Text passage
* BEGIN *
Question

Integrate sqrtx / sqrtx + 1

Answer 1

\[\int\limits_{}^{}\frac{ \sqrt{x} }{ \sqrt{x} + 1 }dx\]

Answer 2

I'ved tried substitution, but it gets more complex

Answer 3

multiply and divide by root x-1

Answer 4

sorry?

Answer 5

rationalize the denominator

Answer 6

\[\int\limits_{}^{}\frac{ \sqrt{x} }{ \sqrt{x} + 1 } * \frac{ \sqrt{x} + 1 }{ \sqrt{x} + 1 } dx\]

Answer 7

yup

Answer 8

hmm,ok

Answer 9

teacher never showed us this technique

Answer 10

then just do substitution afterwards?

Answer 11

it gets more complex

Answer 12

oh, wait...that won't work....

Answer 13

put u = root x +1

Answer 14

oo maybe that'll work

Answer 15

then root x = u-1

Answer 16

dx= 2(u-1) du

Answer 17

and then it becomes easy to solve ..... :)

Answer 18

ask if any doubts or if u didn't get it...
* END *
Stored items
* BEGIN *
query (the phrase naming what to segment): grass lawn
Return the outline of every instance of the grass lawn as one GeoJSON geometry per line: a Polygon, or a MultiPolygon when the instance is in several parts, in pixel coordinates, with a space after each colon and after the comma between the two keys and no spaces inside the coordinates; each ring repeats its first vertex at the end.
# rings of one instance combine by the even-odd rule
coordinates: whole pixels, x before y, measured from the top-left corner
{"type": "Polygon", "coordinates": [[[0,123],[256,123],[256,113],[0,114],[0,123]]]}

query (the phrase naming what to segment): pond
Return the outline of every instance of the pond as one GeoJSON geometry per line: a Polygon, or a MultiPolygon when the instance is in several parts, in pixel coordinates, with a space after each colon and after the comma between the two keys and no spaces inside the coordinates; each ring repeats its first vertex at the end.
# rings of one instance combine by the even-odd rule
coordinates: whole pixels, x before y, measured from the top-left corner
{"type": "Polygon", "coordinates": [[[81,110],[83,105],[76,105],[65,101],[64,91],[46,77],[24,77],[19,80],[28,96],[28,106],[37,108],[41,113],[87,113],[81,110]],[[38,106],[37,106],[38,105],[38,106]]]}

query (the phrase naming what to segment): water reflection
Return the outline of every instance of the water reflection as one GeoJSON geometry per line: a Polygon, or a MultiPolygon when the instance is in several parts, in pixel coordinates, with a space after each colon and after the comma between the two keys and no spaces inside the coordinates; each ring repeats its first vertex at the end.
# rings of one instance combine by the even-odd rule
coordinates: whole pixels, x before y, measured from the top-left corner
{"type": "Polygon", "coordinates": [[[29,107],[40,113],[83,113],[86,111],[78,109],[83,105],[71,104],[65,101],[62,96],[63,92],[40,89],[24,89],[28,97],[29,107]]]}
* END *
Task requirements
1. Echo the integration thread word for word, everything from "teacher never showed" down to "wait...that won't work....".
2. In the integration thread, shorten the paragraph beginning "ask if any doubts" while keeping its main point.
3. Pick up the thread on integrating √x/(√x + 1) at the point it stops and write the next posts.
The lines above are separate material, apart from the integration thread.

Outputs in order
1.
teacher never showed us this technique

Answer 10

then just do substitution afterwards?

Answer 11

it gets more complex

Answer 12

oh, wait...that won't work....

2. Ask about any doubts or anything unclear.

3.
Answer 19

ok, ill post my answer in a sec

Answer 20

\[\int\limits_{}^{}2u + \int\limits_{}^{}\frac{ 2 }{ u }-\int\limits_{}^{}4 \]

Answer 21

yes, going good....proceed.

Answer 22

is the antiderivative of 4, 4x or 4u

Answer 23

4u cause im in terms of u right now

Answer 24

yes, 4u

Answer 25

\[u^2+u-4u\]

\[(\sqrt{x}+1)^2+(\sqrt{x}+1)-4(\sqrt{x}+1)\]

Answer 26

for 2/u , its 2log u

Answer 27

oh yea..

Answer 28

\[(\sqrt{x}+1)^2+2\ln(\sqrt{x}+1)-4(\sqrt{x}+1)\]

Answer 29

then expand

Answer 30

correct.

Answer 31

ok thanks hartnn!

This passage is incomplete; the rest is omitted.